PROBLEM TO WORK ON> Line by line, copy out the entries exactly and leave the pictures behind.

== DATASET ENTRIES

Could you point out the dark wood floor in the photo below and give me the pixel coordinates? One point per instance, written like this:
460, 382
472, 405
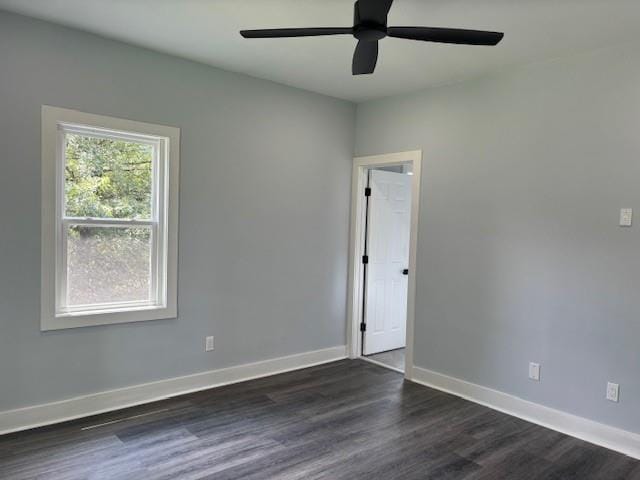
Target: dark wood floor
345, 420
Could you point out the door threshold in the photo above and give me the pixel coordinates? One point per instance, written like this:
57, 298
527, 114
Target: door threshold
380, 364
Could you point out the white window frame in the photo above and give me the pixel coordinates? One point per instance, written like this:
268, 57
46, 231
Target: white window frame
55, 313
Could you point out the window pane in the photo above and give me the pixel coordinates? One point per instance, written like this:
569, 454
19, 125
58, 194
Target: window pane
107, 178
108, 264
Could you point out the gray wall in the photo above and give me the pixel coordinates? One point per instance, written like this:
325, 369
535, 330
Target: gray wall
265, 184
520, 257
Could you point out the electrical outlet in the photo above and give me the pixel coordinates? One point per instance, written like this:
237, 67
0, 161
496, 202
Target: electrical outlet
626, 217
534, 371
613, 392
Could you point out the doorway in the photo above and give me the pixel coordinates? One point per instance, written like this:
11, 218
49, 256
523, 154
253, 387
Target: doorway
385, 200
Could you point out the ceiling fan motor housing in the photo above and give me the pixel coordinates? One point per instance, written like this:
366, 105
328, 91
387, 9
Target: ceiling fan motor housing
367, 31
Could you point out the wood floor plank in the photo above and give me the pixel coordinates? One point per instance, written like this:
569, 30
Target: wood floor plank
343, 420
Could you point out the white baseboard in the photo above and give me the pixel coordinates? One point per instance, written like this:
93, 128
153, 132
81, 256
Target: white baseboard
78, 407
593, 432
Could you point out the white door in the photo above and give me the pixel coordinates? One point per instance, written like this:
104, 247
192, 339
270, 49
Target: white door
388, 251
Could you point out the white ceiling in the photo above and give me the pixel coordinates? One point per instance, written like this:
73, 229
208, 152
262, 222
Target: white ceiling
207, 31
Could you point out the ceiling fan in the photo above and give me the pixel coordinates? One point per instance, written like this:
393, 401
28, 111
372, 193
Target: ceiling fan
370, 25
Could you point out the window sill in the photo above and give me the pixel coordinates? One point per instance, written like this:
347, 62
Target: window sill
107, 317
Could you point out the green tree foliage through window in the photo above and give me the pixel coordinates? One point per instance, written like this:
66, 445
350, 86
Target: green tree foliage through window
107, 178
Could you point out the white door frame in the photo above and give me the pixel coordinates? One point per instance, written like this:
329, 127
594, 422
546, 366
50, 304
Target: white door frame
356, 247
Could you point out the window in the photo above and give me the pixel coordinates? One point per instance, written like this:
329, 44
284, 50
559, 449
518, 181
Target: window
109, 224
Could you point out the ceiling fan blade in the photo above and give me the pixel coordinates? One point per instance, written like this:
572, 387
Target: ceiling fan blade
446, 35
365, 57
374, 11
295, 32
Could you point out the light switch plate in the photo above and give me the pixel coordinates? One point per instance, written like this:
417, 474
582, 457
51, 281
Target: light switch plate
626, 217
534, 371
613, 392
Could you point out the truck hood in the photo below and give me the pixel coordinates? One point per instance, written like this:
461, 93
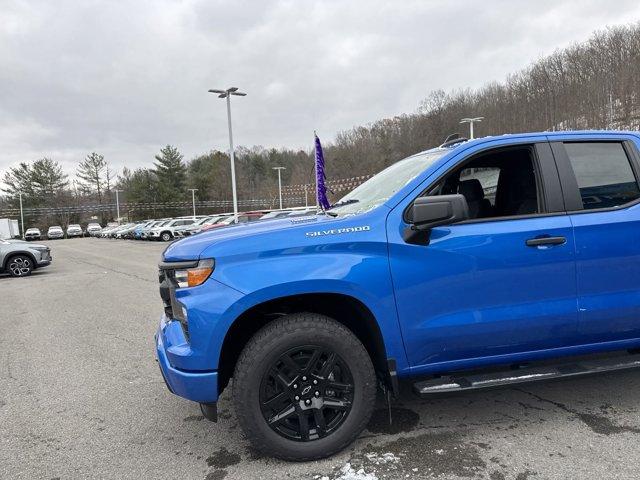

====

ANSWER BOX>
Could you point out the dark wood floor in the photo below and give me the pixel coordinates? One point per instance, written like this:
460, 382
472, 405
Target: dark wood floor
345, 420
Could you point out the door threshold in the photo above and give me the pixel coordinates? One point per instance, written like this:
57, 298
527, 114
Target: door threshold
380, 364
Could you point out the white window frame in the photo above and give me the pixel coordinates? One point per instance, written like this:
268, 57
46, 231
Target: white window frame
55, 313
Could you point out the window pane in the photo above and give me the pixel coordinates? One point per instance, written like this:
569, 454
19, 125
58, 194
Target: window pane
107, 178
108, 264
Could you point out the gray wall in the photo above and give me the pixel coordinates? One point per instance, written like this:
325, 369
535, 330
Target: gray wall
265, 184
520, 257
Could you point out the electrical outlet in the photo above and give me the pixel coordinates? One point per instance, written like this:
237, 67
0, 161
496, 202
Target: electrical outlet
626, 217
534, 371
613, 392
Could you point out the doorway in the photo above and give me the pixel coordinates? One point per instance, written like this:
11, 218
49, 256
523, 154
253, 387
Target: doorway
385, 200
Could you point out the ceiling fan motor housing in the photo above and give me the pixel coordinates? One point per instance, written like this:
366, 105
328, 91
387, 9
Target: ceiling fan motor housing
367, 31
Could you point out the wood floor plank in the photo above and give me the pixel coordinates? One point per instance, written like this:
569, 30
Target: wood floor plank
343, 420
Could you point out the white baseboard in the photo above and give me the pixel coordinates? One point per instance, written like this:
93, 128
153, 132
81, 256
Target: white baseboard
78, 407
593, 432
Could you point out the white door in the photo above and give me the pixel coordinates? One point per instance, written like this:
104, 247
192, 339
270, 49
Target: white door
388, 251
Could you point out the white ceiling in the photo above and give me the pixel coordinates? One point per instance, written like this:
73, 229
208, 152
262, 222
Target: white ceiling
207, 31
Could you point out the ceiling fan in the photo above and give me the pixel coordinates? One point per instance, written like this:
393, 401
28, 111
372, 193
Target: ceiling fan
370, 25
Could you point out the window sill in the photo above and give me the pixel coordinates? One point per instance, written like this:
347, 62
Target: window sill
107, 317
Could you point out the green tree foliage through window in the photo above and give me the pixel coordinates? One point per instance, written like this:
66, 445
350, 86
Target: green tree foliage through window
107, 178
Could you point out the white door frame in the photo above and give me the pixel coordinates? One point per instance, written like this:
329, 127
594, 422
546, 366
50, 304
Target: white door frame
356, 247
Could you point out the window in the photo above and give me the pixel coordinates? One point per instance, written like this:
329, 44
284, 50
559, 449
518, 181
Target: window
109, 224
Could you point out the ceiling fan blade in the photo above and give me the pixel coordinates? One point per instance, written like this:
572, 387
Target: ceiling fan blade
446, 35
365, 57
374, 11
295, 32
Could you point out the light switch plate in the photo above and give me the pixel coordinates? One point per instance, written like this:
417, 474
582, 457
51, 281
Target: light switch plate
626, 217
534, 371
613, 392
Could you point out the truck hood in the photo below and give me the pixel coordinates? One point per instance, written like this:
461, 93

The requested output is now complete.